#### Problem:
Which lines make up the answer? Those from the line with "Each instance receives exactly one keypoint. Mark the bokeh" through the end of the data; reproduce them exactly.

[Point localization data]
——————————

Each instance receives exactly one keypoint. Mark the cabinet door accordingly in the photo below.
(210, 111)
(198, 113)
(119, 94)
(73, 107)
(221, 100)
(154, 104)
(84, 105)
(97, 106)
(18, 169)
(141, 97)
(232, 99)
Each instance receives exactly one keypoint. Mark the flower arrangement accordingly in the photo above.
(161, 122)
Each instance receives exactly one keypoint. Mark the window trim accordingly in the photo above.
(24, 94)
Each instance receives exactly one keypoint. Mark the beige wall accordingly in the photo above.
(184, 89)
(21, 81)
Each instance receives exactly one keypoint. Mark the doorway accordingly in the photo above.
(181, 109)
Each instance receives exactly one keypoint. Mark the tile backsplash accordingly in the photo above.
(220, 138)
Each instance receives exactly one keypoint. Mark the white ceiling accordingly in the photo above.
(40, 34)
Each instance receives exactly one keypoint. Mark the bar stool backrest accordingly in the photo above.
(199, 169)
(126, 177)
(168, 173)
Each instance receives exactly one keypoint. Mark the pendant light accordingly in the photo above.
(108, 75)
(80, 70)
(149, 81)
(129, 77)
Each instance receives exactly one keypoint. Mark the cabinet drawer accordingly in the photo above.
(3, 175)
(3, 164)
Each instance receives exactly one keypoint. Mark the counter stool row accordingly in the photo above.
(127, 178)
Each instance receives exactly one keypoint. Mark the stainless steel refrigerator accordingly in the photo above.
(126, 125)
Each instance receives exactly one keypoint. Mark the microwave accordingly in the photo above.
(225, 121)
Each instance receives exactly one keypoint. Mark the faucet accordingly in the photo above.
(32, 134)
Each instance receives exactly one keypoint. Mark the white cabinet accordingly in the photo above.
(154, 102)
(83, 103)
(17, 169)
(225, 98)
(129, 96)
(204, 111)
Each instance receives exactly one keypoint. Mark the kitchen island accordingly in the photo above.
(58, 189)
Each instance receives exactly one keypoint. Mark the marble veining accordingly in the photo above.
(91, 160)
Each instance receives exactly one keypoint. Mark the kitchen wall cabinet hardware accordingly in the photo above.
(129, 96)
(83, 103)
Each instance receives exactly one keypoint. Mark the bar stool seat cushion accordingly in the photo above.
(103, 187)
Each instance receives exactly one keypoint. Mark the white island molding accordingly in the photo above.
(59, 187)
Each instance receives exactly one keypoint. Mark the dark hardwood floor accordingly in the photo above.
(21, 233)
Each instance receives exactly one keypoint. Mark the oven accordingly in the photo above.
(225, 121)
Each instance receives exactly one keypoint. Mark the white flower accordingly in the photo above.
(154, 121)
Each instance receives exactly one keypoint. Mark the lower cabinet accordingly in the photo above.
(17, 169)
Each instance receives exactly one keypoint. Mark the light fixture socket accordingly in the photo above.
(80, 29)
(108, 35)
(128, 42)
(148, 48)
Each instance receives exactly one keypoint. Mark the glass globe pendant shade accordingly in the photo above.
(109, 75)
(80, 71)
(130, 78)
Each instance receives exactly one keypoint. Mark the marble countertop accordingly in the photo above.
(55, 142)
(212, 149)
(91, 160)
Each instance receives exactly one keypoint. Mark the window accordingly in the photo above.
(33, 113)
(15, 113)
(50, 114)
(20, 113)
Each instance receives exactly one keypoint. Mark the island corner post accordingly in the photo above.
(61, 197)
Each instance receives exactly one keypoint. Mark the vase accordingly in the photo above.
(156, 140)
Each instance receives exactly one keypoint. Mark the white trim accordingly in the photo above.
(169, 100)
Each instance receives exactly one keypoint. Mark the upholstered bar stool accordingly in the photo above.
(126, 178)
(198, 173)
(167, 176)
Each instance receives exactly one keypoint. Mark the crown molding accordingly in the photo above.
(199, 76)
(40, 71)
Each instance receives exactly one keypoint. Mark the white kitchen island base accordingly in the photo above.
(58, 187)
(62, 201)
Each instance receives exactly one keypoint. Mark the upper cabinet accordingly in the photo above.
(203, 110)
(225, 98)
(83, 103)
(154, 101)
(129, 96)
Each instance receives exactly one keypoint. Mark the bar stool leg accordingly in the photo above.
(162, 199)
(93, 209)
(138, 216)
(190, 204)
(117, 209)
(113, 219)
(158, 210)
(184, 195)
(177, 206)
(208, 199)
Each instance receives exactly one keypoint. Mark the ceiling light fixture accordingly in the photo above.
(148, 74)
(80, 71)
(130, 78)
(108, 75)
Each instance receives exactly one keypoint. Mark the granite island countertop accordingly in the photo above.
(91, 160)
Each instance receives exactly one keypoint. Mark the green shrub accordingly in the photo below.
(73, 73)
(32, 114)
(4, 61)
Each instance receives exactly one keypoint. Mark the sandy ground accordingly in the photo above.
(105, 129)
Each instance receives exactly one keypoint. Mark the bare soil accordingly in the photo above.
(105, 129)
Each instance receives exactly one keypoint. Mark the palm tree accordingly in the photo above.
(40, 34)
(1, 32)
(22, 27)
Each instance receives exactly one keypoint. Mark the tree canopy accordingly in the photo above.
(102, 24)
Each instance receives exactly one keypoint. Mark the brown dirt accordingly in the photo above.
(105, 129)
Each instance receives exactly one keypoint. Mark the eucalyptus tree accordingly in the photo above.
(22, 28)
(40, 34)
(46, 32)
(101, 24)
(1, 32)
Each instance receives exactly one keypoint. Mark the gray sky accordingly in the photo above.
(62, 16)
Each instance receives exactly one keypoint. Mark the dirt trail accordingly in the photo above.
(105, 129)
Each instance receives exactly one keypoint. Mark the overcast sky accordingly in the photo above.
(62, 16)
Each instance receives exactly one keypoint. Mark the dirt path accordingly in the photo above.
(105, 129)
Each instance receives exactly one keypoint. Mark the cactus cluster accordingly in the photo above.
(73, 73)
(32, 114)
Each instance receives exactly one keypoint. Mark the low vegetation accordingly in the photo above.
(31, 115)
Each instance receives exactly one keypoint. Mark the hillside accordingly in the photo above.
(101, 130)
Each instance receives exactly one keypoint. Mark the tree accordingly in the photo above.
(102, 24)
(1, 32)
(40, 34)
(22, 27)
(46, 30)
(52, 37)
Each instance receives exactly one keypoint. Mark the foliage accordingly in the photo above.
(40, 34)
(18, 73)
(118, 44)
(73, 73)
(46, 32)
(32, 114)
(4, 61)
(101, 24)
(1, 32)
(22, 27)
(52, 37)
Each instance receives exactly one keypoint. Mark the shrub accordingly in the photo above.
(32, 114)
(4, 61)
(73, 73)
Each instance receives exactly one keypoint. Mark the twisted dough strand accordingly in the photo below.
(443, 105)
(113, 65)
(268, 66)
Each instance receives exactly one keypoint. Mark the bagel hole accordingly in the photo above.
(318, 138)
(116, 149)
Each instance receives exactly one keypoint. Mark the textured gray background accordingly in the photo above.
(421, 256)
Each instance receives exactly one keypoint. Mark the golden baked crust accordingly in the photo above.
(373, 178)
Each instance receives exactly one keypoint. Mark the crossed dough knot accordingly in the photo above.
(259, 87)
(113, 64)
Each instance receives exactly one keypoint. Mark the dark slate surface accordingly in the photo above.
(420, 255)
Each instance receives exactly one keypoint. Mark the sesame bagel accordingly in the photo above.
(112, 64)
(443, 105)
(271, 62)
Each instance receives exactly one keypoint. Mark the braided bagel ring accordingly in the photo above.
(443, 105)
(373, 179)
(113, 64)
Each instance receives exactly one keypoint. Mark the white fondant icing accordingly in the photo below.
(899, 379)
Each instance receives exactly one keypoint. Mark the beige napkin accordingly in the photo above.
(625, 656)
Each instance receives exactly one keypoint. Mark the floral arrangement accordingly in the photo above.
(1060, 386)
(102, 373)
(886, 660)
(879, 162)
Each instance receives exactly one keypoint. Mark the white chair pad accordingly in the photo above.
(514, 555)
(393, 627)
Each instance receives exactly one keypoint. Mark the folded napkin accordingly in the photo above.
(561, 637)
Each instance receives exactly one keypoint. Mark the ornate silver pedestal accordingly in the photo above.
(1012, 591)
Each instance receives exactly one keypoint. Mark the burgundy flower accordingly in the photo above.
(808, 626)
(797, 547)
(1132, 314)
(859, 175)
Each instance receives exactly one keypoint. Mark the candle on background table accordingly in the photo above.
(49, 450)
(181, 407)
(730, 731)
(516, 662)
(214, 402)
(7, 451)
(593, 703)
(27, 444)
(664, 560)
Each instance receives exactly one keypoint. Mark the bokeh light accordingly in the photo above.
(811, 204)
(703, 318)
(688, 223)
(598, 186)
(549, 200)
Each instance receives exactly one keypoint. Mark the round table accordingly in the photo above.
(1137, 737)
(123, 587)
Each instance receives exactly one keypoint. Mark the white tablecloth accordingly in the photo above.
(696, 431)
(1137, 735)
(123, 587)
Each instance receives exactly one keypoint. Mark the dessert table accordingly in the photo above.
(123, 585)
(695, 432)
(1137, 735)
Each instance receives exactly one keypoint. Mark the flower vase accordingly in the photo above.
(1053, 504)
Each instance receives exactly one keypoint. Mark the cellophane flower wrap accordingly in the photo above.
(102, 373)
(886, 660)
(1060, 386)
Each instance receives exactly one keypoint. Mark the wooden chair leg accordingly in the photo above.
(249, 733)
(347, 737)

——————————

#### Output:
Each instance receives exactly one keypoint. Mark the bokeh light accordingly in the photo above.
(811, 204)
(703, 318)
(688, 223)
(598, 186)
(549, 200)
Each instance receives exactly one keypoint. Mark the round table accordingly in the photo above.
(1137, 737)
(123, 587)
Each instance receives exactly one keypoint. Mark the white tablecloth accordingly in the photo above.
(696, 431)
(1137, 735)
(123, 587)
Each instance receives exactly one keypoint. Mark the dessert table accordingly in the photo above.
(123, 585)
(695, 432)
(1137, 735)
Each instance receives exactly one keypoint. Mark the flower vase accordingly in the photo above.
(1053, 504)
Each instance receives exactly one keypoint. Mark the cellophane flower wrap accordingly in the photo above.
(102, 373)
(886, 660)
(1060, 386)
Each instance receives exactly one keypoint. Mark the wooden chair leg accordingly in the photo above.
(249, 733)
(347, 737)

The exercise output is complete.